Excerpt to read =>
/---
Tuesday, May 12, 2015

The policyholder may lose its policy benefits entirely if it does not give the insurer timely notice and the opportunity to participate in negotiations.

  • Sometimes, technology products contain flaws. 
  • Purchasers may complain to the manufacturer about the flawed products, and some complaints become multimillion dollar liabilities.
  • After receiving such a claim, the manufacturer that purchased "errors and omissions" insurance to protect against such liabilities might breathe a sigh of relief.   
But, in reality, the insured manufacturer can find itself torn between the business imperative of repairing a threatened customer relationship, while simultaneously seeking to preserve access to the benefits of its insurance policy.
If your company has found itself on the receiving end of such a claim, you need to proceed carefully to manage the tension of these conflicting obligations.

Consider a typical scenario:
After Semiconductor Manufacturer ships tens of thousands of its state-of the-art chips, Major Customer angrily advises that the chips are flawed and that its costs are mounting as a result.  (Although this scenario involves a hardware component, the same issues arise for finished products, software, other technology products and technology services.)  In response, the Manufacturer jumps into action:  It deploys personnel to investigate and to fix the technical flaw, to repair the threatened customer relationship, and to assess whether it will owe compensation.
What is missing here?  The simple answer—Notice to the insurer.  Most Errors and Omissions policies are "claims made and reported" policies that require timely notice as a condition precedent to coverage.  But, the customer may demand immediate satisfaction or at least action.  An Insurer may want to investigate the claim and may want argue there is no liability.  

The insurer may investigate whether the customer is mistaken or also somehow at fault.  In short, the insurer may take a more protracted approach to resolution.  When caught in the conflict between business imperatives and policy obligations, here are some of the challenging questions that the policyholder manufacturer will likely struggle with:
  • When do we notify the insurer?  E & O policies typically require that a policyholder notify the insurer of a claim "as soon as reasonably practicable" or within a specified time period, often no later than within 45 or 60 days from the end of the policy period.  In most circumstances, the failure to provide the insurer with timely notice will imperil the existence of coverage.  This can create challenges for the insured manufacturer.  First, a customer's notice of a flawed product does not necessarily constitute a "claim."  
     
    If the customer demands any kind of relief, this may fall within a broad policy definition of "Claim."  But, if the customer demands compensation, then a "claim" is surely made.  Second, many organizations fail to get the necessary information to the proper people on a timely basis.  If a customer complaint is made to the sales organization or engineering personnel, the company needs to make sure that information is conveyed on a timely basis to the proper legal or finance personnel (who typically know about available insurance policies).
\---
Labeled-object pointing entries =>
/---
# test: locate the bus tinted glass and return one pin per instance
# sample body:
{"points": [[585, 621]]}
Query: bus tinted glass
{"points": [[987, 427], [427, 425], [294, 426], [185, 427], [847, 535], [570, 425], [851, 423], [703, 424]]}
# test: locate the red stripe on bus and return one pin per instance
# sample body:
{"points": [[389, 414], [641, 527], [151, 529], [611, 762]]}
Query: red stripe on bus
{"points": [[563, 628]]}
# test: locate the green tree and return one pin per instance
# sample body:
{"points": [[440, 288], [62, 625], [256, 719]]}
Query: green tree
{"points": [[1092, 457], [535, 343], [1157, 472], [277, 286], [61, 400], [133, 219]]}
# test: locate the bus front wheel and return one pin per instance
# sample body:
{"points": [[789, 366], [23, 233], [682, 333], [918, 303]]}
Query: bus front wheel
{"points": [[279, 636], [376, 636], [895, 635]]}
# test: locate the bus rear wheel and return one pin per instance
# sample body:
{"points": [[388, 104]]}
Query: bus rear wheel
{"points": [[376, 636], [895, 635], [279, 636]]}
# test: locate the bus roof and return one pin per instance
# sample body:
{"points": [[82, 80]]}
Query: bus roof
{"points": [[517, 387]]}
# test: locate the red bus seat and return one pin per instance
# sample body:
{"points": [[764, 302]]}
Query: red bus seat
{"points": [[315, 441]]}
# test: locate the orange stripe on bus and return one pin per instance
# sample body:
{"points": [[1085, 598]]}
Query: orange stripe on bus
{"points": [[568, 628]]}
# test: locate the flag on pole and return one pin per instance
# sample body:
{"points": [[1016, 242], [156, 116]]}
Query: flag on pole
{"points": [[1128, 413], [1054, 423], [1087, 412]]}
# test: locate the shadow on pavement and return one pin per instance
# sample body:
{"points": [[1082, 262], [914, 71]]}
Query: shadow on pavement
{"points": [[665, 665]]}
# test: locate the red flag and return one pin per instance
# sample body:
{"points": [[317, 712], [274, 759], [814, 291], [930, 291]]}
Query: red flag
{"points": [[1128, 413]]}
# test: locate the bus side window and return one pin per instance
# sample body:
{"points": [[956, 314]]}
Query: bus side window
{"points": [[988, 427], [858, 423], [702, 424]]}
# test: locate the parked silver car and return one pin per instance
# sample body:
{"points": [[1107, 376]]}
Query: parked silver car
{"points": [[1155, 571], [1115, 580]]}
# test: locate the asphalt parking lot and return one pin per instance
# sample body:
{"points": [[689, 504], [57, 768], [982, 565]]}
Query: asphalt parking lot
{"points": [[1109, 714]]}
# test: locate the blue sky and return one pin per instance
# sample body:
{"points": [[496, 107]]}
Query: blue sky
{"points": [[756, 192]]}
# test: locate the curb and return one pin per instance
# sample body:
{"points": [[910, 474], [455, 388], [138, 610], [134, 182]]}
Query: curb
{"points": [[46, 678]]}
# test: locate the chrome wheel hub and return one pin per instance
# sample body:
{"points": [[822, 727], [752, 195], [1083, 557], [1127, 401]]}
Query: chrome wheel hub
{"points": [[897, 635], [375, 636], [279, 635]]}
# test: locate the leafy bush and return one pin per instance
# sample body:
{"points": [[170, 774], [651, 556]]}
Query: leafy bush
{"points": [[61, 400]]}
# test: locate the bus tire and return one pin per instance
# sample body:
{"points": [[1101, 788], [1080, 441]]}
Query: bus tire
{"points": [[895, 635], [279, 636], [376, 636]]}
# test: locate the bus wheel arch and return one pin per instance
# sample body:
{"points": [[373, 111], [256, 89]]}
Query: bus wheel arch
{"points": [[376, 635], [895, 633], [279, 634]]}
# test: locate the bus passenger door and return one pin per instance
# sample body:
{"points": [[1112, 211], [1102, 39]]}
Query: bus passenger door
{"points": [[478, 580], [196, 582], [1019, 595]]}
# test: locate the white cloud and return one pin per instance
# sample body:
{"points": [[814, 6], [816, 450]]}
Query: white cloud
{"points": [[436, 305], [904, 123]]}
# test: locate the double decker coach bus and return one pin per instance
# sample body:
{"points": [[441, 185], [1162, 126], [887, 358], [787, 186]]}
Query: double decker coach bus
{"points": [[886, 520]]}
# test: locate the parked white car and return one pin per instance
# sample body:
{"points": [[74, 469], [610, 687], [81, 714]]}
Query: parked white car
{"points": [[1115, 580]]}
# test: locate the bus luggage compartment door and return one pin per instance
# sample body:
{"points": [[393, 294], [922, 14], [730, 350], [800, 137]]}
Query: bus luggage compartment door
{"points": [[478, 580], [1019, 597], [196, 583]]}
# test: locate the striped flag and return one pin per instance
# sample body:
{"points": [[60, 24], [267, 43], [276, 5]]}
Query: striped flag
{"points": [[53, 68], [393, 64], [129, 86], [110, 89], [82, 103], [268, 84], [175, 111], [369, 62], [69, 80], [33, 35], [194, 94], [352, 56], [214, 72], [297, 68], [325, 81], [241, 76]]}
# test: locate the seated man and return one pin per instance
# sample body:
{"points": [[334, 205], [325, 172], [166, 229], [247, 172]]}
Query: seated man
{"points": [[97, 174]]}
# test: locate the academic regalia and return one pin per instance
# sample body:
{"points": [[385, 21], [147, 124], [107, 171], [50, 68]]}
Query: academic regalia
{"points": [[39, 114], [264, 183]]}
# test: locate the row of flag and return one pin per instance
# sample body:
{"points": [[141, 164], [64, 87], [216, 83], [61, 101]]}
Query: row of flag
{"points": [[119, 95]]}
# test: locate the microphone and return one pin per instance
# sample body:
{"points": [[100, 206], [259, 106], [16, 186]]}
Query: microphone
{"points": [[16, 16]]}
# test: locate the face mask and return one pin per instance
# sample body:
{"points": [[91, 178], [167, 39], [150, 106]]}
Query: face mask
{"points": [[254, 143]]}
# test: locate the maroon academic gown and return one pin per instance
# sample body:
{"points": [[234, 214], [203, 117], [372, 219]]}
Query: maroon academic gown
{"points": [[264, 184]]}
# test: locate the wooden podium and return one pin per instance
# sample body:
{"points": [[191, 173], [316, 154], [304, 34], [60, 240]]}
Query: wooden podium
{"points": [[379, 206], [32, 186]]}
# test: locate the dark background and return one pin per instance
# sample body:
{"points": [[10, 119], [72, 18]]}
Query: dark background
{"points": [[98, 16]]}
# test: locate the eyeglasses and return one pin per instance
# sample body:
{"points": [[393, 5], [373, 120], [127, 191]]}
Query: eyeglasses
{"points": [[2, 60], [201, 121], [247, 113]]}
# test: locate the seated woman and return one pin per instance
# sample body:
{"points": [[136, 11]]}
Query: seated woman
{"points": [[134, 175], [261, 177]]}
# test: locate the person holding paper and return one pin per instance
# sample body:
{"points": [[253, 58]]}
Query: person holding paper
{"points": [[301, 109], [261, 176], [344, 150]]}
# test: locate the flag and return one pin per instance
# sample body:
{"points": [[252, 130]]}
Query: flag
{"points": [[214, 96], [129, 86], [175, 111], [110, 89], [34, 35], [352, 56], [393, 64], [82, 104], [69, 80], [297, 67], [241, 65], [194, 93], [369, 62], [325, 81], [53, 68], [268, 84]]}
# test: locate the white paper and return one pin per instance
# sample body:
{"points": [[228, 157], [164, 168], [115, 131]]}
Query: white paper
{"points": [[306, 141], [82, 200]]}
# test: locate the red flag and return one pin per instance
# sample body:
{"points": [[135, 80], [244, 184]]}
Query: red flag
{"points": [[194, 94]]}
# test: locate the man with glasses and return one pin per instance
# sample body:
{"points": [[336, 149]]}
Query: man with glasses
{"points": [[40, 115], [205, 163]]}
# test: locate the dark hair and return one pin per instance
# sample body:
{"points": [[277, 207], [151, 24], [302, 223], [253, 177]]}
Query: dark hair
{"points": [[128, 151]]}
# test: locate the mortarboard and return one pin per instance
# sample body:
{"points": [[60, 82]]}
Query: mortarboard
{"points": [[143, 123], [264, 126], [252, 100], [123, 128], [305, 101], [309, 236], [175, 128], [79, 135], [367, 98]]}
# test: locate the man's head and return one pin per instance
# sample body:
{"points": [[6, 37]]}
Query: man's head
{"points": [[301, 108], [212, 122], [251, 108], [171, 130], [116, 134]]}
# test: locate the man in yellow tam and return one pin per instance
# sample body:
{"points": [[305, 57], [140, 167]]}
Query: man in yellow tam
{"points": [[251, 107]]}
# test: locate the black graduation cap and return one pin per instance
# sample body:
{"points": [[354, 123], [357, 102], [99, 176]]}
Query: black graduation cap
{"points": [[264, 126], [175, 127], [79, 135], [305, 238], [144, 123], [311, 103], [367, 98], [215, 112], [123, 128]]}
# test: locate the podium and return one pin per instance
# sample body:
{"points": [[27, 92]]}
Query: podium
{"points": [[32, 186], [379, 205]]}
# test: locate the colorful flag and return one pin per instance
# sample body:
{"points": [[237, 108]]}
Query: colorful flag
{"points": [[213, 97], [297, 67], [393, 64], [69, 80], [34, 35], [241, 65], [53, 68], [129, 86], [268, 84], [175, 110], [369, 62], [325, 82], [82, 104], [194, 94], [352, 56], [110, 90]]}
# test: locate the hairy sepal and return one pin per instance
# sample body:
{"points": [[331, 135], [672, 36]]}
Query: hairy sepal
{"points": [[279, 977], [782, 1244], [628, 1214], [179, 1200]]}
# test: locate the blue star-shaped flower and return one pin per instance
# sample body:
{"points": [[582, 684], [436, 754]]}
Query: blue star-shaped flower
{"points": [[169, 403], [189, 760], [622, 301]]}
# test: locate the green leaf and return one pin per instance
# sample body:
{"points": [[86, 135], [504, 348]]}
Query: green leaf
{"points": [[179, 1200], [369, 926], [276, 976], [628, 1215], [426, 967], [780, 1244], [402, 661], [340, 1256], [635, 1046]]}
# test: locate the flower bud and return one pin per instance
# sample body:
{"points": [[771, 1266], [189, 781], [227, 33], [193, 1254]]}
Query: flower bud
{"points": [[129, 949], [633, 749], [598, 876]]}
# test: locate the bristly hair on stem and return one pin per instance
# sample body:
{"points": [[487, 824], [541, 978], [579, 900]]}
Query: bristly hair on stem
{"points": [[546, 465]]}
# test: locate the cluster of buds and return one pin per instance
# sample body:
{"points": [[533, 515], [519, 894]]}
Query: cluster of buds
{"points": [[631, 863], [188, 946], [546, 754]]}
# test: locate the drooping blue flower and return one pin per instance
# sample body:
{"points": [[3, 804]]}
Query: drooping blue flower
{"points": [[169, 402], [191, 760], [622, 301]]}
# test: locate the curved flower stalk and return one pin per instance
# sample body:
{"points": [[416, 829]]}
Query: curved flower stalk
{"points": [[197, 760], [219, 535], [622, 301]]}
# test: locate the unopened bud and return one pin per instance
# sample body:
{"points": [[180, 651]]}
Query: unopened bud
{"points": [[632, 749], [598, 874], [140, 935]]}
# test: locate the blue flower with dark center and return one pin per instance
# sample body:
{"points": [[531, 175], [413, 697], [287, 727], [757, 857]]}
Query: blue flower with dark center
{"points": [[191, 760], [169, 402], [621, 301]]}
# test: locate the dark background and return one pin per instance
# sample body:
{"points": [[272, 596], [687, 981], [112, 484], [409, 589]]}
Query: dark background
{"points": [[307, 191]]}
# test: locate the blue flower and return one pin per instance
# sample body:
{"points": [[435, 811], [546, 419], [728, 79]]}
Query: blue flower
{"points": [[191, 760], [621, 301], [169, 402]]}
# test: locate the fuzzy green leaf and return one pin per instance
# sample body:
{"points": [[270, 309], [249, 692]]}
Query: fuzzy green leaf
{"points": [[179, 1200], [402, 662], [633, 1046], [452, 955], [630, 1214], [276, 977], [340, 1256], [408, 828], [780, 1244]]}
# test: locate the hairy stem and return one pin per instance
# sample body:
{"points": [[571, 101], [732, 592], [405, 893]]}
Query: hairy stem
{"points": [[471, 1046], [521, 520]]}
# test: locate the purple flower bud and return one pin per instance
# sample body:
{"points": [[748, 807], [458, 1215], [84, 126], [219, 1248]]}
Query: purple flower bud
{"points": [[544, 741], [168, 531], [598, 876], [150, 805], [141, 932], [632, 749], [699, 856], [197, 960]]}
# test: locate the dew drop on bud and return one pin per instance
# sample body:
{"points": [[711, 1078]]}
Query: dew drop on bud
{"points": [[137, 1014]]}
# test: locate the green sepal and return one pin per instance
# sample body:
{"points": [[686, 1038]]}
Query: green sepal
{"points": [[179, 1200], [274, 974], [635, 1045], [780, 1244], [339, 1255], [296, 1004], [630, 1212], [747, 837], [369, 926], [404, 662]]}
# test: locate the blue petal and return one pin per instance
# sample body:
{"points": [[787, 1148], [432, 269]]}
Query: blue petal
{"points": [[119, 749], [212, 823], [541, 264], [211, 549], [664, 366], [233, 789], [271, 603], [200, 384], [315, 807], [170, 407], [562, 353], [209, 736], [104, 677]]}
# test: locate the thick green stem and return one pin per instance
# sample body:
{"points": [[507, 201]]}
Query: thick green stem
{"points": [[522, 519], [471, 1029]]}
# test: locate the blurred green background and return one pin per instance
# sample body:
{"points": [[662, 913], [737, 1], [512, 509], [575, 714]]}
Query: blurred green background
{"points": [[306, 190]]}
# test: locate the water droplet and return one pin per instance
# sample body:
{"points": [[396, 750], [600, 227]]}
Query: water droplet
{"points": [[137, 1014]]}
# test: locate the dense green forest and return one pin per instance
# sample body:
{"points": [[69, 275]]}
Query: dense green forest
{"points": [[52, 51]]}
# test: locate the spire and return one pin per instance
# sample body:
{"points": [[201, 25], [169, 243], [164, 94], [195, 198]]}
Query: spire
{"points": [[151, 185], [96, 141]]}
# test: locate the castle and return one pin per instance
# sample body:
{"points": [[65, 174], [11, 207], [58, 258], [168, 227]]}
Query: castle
\---
What is expected =>
Answer these questions from the article on notifying the insurer.
1. What do most Errors and Omissions policies require as a condition precedent to coverage?
2. By what point after the end of the policy period is notice often required?
3. To whom must a customer complaint made to sales or engineering personnel be conveyed?

Exercise result =>
1. Timely notice.
2. Often no later than within 45 or 60 days from the end of the policy period.
3. The proper legal or finance personnel.